## Problem
Below are records; count the lines in them that hold "Each" and give only the count.

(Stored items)

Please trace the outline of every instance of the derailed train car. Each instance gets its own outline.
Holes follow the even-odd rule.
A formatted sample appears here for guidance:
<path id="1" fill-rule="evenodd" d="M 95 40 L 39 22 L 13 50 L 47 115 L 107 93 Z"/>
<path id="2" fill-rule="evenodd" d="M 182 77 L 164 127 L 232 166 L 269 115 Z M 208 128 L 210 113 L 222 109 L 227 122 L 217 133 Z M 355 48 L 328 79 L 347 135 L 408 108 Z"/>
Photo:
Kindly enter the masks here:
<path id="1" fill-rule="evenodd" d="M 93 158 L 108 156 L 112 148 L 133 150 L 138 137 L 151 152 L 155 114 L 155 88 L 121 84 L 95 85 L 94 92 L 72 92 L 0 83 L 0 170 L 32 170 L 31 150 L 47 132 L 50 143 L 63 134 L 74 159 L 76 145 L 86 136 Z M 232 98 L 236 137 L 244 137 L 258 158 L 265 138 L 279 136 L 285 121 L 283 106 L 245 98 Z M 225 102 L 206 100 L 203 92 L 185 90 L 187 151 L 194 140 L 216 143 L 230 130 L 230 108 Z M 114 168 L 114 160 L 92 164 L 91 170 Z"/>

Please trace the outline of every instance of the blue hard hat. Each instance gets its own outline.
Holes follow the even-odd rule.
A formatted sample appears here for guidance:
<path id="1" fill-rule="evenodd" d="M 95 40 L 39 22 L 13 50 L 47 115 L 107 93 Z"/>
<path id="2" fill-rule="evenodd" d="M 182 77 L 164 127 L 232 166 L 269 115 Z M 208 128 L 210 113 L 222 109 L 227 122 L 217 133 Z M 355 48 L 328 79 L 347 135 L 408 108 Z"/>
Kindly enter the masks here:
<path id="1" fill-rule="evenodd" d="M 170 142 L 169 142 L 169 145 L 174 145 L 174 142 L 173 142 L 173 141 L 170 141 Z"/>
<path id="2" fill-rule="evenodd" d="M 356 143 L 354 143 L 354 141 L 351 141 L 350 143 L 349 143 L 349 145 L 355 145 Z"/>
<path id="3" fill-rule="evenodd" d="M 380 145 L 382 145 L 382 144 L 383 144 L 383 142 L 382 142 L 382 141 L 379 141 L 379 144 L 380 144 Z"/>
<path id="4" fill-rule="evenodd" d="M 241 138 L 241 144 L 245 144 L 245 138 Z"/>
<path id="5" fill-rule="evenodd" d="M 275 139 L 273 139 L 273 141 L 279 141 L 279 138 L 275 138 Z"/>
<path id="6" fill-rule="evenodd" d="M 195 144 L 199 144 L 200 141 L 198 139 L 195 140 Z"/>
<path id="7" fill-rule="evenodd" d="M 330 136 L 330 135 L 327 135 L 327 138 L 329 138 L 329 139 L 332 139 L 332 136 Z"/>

## Exercise result
2